PROMPT:
Keeping every word and mark, copy all of the data.

--------------------------------

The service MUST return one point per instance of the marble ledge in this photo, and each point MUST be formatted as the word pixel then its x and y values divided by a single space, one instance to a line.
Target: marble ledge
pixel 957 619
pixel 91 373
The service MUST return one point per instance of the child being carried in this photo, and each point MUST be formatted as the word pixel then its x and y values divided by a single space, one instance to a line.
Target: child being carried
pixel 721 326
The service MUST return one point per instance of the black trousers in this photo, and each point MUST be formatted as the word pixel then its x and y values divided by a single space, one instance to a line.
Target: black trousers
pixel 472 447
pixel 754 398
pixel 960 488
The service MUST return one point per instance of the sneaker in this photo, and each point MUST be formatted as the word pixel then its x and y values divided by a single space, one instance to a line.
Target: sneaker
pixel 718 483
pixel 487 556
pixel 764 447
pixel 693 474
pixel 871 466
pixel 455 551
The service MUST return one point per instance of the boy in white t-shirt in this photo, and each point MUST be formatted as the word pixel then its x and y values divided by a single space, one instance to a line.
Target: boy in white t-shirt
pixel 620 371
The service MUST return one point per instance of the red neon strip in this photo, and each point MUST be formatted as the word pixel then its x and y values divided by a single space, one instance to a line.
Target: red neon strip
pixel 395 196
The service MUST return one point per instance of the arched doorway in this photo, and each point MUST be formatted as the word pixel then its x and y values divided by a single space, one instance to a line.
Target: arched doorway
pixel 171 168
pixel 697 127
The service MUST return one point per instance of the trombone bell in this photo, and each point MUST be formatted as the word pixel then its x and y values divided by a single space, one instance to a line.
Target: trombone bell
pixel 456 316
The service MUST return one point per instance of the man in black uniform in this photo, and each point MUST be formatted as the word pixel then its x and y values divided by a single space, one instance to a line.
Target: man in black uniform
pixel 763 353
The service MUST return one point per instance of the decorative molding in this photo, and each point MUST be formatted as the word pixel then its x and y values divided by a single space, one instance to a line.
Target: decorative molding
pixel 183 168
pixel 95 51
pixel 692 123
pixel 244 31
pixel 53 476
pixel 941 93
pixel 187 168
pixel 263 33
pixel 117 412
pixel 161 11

--------------------------------

ANSWER SPACE:
The service MUST return one point per instance of the marble ledge in this photo, and each point MUST be formatted as the word pixel then its x and y values divided by a single space, one instance to a line.
Target: marble ledge
pixel 957 619
pixel 91 373
The service MUST return one point per instance of the child being carried in this photo, and each point MUST be formatted as the word pixel then its x and y values divided by a single space, one instance to a line.
Target: child being carried
pixel 721 326
The service MUST return one point per instance of the black trousers in this photo, and each point MUST be formatted as the word pixel then its x and y values divided by a single space, one instance to a line.
Target: black trousers
pixel 472 447
pixel 754 398
pixel 960 488
The service MUST return one point per instance of the sneaker in this photo, and each point MUST be formatted as the word pixel then its x and y values divided by a single space, one instance to a line.
Target: sneaker
pixel 718 483
pixel 487 556
pixel 764 447
pixel 693 474
pixel 871 466
pixel 455 551
The service MUST return one point per instance of the boy in white t-shirt in this photo, and each point MUST be formatted as the word pixel then its x and y values divided by a single space, one instance to a line.
Target: boy in white t-shirt
pixel 620 371
The service MUST return one point per instance of the red neon strip in this photo, and each point MUST be formatted as the word pixel then its x and y values divided by a single space, one instance to a line.
Target: red neon strip
pixel 395 196
The service MUST return one point per instance of the arched doorway in this photo, and each point MUST be formatted as the word pixel then its x and y values divided by a single space, one instance to a line.
Target: arched doorway
pixel 171 168
pixel 697 127
The service MUST return one point per instance of the trombone bell in this photo, and each point MUST be formatted as the word pixel then its x and y values divided by a single space, one instance to a line.
Target: trombone bell
pixel 456 316
The service MUST return one point per instance of the man in black uniform in this photo, and each point MUST be formatted as the word pixel then its x and y values divided by a single space, one instance to a line.
Target: man in black uniform
pixel 763 353
The service MUST return one point per instance of the decorative molding in this photo, and each point MUST be formatted as the word pixel then its x and y values divided by a single space, one instance to a line.
Target: decorative molding
pixel 183 168
pixel 95 51
pixel 692 123
pixel 244 31
pixel 53 476
pixel 941 93
pixel 187 168
pixel 263 33
pixel 117 412
pixel 161 11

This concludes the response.